Items listed in a dataset:
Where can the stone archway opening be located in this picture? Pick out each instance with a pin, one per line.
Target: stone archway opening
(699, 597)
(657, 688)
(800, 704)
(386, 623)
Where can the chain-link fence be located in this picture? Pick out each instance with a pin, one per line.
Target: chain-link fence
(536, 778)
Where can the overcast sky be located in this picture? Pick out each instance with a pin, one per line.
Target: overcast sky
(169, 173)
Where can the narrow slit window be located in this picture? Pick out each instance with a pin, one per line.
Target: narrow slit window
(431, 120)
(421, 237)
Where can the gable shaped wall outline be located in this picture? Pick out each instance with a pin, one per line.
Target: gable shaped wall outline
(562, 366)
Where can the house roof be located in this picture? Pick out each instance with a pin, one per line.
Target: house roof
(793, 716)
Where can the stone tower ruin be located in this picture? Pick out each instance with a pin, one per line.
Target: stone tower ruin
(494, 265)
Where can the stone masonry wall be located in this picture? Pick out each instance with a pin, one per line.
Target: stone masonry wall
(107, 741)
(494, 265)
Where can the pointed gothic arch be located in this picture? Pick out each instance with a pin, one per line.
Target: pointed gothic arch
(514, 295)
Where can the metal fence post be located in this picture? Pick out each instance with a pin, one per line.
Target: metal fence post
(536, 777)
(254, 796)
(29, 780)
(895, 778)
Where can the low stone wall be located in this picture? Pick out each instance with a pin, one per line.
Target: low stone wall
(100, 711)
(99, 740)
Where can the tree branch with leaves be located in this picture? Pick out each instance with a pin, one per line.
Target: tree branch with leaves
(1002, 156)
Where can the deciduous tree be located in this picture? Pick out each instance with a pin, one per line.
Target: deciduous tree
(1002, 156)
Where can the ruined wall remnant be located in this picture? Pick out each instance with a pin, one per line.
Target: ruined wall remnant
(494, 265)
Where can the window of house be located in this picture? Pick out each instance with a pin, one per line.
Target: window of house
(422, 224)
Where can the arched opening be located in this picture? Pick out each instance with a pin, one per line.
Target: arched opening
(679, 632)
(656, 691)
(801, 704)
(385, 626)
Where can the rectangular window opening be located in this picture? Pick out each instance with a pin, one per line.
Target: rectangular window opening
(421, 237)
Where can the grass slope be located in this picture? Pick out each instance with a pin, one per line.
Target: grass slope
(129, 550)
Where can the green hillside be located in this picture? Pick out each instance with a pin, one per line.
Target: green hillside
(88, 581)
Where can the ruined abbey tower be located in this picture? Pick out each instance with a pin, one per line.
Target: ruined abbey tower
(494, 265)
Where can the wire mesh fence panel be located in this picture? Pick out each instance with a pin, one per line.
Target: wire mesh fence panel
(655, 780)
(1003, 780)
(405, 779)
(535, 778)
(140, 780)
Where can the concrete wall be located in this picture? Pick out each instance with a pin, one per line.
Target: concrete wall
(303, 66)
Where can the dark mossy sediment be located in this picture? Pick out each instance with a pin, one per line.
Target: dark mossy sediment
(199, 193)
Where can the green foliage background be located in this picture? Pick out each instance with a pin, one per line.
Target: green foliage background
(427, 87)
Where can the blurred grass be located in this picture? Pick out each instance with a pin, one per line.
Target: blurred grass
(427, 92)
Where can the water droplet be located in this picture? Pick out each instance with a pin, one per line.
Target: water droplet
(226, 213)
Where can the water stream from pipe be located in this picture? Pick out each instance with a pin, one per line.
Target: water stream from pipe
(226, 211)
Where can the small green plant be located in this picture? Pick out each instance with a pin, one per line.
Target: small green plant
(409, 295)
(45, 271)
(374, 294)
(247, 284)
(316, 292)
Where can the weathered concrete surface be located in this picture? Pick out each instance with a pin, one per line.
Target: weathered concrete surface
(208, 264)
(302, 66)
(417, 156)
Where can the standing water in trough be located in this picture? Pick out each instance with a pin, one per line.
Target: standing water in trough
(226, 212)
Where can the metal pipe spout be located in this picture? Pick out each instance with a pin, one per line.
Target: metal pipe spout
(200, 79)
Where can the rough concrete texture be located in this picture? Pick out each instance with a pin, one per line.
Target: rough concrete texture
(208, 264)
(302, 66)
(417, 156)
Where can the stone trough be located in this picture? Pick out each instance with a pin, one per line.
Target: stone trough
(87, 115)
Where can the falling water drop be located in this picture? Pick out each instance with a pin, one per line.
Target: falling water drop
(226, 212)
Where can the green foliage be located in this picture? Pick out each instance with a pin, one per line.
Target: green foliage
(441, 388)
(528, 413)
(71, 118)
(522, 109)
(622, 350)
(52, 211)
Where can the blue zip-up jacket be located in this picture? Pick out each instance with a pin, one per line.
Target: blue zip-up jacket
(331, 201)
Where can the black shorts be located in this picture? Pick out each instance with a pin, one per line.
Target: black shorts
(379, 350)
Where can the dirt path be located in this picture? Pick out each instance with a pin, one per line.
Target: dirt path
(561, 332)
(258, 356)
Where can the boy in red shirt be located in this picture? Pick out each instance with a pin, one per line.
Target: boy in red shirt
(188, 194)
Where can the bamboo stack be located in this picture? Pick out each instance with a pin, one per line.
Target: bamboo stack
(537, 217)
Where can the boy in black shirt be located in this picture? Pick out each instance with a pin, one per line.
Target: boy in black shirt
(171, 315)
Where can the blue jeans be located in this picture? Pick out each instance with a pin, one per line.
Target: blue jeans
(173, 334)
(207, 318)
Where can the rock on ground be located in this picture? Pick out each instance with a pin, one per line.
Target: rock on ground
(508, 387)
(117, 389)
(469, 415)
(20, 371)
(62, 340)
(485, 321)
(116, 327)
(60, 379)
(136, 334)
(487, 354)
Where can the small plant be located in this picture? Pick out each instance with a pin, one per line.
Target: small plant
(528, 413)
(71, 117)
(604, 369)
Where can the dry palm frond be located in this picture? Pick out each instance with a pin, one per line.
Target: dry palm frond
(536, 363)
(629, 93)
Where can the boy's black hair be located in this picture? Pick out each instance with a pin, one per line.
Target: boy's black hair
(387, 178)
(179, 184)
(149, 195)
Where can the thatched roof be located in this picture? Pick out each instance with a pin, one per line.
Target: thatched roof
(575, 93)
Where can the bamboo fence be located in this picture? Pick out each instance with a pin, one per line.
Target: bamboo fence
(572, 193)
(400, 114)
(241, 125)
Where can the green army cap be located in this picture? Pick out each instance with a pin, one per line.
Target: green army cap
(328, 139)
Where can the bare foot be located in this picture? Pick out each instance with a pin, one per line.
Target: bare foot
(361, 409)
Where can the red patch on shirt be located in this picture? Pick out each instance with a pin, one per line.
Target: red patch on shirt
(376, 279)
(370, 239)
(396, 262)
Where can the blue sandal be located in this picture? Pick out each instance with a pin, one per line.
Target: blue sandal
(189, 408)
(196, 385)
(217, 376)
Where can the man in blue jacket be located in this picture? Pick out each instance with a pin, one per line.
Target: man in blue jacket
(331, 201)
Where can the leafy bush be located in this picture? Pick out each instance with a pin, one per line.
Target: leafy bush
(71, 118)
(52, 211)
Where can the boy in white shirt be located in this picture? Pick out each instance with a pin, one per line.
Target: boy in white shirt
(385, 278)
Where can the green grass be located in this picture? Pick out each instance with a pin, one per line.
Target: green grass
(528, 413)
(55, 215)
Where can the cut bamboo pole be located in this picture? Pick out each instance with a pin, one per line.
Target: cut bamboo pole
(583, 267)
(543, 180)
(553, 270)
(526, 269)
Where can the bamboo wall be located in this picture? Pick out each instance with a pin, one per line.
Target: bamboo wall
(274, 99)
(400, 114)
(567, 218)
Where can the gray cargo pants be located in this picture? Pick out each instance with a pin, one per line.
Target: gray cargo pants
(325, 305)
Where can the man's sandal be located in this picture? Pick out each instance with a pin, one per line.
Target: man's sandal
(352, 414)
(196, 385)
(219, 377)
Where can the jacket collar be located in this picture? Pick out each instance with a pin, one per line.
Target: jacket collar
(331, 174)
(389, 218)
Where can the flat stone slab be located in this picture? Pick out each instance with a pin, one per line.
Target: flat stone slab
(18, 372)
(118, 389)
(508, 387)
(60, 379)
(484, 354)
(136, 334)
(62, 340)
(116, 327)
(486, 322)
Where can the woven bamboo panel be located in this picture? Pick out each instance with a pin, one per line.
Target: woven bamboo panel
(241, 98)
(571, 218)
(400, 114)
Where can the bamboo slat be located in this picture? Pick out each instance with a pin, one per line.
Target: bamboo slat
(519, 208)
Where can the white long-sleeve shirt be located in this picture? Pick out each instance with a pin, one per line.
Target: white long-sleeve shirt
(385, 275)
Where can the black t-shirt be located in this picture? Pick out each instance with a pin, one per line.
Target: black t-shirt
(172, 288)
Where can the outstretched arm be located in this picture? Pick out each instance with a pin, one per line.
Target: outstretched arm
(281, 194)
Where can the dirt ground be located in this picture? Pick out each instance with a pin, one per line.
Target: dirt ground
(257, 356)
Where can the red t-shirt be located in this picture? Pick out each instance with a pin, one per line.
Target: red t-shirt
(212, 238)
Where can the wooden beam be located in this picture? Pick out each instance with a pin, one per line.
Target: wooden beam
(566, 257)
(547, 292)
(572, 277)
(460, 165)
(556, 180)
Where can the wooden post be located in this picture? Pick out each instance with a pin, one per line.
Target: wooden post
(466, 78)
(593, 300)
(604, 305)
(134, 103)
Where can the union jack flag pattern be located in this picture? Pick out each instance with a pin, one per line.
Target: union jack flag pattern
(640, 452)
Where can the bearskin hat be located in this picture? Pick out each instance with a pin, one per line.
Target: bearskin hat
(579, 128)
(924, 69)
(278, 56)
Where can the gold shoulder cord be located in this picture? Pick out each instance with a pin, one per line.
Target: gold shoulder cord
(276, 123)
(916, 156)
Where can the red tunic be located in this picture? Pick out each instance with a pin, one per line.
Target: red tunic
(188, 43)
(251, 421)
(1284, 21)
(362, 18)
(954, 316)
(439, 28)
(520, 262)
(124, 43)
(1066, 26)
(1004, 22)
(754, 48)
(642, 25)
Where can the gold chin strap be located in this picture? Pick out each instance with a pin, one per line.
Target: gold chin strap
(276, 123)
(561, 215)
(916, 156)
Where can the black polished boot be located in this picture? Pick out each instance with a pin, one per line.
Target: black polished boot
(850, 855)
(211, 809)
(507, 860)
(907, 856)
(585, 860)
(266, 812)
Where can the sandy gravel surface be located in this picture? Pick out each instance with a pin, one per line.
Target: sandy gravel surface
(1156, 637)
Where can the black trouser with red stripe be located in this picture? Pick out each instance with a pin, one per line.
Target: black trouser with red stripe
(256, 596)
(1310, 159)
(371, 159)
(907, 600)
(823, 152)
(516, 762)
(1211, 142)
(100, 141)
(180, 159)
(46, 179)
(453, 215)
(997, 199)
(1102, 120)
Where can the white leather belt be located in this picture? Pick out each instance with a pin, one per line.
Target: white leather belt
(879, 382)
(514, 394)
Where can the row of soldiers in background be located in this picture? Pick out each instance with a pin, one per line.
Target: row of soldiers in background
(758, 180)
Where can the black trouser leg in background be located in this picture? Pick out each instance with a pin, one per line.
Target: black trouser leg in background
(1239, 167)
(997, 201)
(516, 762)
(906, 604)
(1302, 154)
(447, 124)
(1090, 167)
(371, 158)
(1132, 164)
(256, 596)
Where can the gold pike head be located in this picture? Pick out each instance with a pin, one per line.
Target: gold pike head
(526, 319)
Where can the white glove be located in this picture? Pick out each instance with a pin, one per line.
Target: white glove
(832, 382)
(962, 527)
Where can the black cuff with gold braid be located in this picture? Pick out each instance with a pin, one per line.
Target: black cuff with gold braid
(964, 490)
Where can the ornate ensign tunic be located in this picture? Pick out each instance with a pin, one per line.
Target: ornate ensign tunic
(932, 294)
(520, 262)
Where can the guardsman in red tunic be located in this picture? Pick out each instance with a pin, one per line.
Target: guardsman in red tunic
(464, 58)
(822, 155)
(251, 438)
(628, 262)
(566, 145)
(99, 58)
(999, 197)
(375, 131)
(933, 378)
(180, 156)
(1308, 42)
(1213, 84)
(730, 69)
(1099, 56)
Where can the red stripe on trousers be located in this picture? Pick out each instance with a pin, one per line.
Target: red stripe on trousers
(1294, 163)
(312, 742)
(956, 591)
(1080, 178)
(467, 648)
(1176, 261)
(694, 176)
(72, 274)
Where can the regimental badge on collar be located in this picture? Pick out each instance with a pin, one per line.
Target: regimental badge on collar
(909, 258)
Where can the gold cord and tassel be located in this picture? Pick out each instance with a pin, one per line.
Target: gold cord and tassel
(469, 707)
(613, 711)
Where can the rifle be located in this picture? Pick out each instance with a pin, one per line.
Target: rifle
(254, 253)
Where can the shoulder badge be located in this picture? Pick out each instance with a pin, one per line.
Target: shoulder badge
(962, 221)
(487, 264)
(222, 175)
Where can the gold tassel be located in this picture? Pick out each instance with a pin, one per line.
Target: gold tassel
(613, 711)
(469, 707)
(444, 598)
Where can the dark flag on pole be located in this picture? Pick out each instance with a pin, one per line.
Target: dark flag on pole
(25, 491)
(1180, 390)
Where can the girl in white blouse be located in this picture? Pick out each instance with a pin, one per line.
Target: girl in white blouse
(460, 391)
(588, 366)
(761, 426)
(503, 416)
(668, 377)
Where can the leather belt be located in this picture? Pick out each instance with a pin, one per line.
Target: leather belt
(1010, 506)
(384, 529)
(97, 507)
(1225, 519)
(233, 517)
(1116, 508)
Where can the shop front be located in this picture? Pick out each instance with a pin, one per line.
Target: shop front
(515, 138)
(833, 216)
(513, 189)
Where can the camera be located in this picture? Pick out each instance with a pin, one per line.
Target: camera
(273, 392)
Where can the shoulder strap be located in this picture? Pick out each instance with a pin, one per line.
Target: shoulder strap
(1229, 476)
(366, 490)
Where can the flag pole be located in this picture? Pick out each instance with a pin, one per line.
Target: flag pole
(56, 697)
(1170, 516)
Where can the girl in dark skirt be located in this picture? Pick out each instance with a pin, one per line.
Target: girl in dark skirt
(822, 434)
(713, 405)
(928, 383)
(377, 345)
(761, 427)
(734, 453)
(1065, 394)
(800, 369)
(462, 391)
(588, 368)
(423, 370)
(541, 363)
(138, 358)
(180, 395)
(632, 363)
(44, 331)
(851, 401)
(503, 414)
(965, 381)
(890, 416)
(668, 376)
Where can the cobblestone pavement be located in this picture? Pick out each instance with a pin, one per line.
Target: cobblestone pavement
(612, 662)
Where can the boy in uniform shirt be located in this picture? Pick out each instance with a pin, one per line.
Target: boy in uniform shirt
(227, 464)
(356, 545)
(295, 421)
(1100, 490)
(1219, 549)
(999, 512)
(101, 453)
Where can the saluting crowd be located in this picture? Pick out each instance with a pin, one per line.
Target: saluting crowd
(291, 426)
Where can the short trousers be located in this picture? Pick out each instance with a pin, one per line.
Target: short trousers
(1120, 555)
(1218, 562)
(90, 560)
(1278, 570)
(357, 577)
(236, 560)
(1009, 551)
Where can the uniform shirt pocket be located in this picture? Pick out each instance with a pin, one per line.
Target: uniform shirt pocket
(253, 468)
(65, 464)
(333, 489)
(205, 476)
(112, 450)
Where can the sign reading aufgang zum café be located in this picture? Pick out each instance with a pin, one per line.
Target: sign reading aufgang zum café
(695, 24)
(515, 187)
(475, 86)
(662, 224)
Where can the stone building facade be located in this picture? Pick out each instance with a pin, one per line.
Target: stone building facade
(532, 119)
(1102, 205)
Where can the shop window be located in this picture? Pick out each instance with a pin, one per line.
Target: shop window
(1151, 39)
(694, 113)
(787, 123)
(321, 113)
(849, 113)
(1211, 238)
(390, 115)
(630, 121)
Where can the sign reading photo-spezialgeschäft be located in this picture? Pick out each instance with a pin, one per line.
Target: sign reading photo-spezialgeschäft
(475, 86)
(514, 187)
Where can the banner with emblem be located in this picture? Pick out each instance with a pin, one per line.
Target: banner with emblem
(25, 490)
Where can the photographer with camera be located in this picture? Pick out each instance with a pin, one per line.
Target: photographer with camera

**What is being asked:** Please render the items as a numbered list with blank lines left out, starting with the line that contains "Where can the bearskin" and going on through the line that contains "(1156, 637)".

**Exercise output:**
1. Where can the bearskin hat be located in this picture? Pick out each instance with a pin, one per line.
2. Target: bearskin hat
3. (579, 128)
4. (924, 69)
5. (278, 56)
6. Where can the gold shoulder cord be located in this picture? Pick out each instance with a pin, one per line.
7. Target: gold shoulder cord
8. (276, 123)
9. (916, 156)
10. Where can the red tunic be located in this picture? Pick out each instance with a pin, one per line.
11. Target: red tunic
12. (188, 43)
13. (251, 421)
14. (1284, 21)
15. (362, 18)
16. (954, 316)
17. (439, 28)
18. (520, 262)
19. (124, 43)
20. (1066, 26)
21. (1004, 22)
22. (754, 48)
23. (642, 25)
24. Where can the gold chin strap be located in this picture? Pick out each instance with a pin, one per line.
25. Target: gold chin strap
26. (276, 123)
27. (561, 215)
28. (916, 156)
29. Where can the black polished boot be located in this picture? Pick out each instance with a pin, one per line.
30. Target: black polished boot
31. (850, 855)
32. (211, 809)
33. (507, 860)
34. (907, 856)
35. (585, 860)
36. (266, 812)
37. Where can the sandy gravel surface be located in this picture? Pick out each instance with a pin, one per line.
38. Target: sandy gravel surface
39. (1156, 637)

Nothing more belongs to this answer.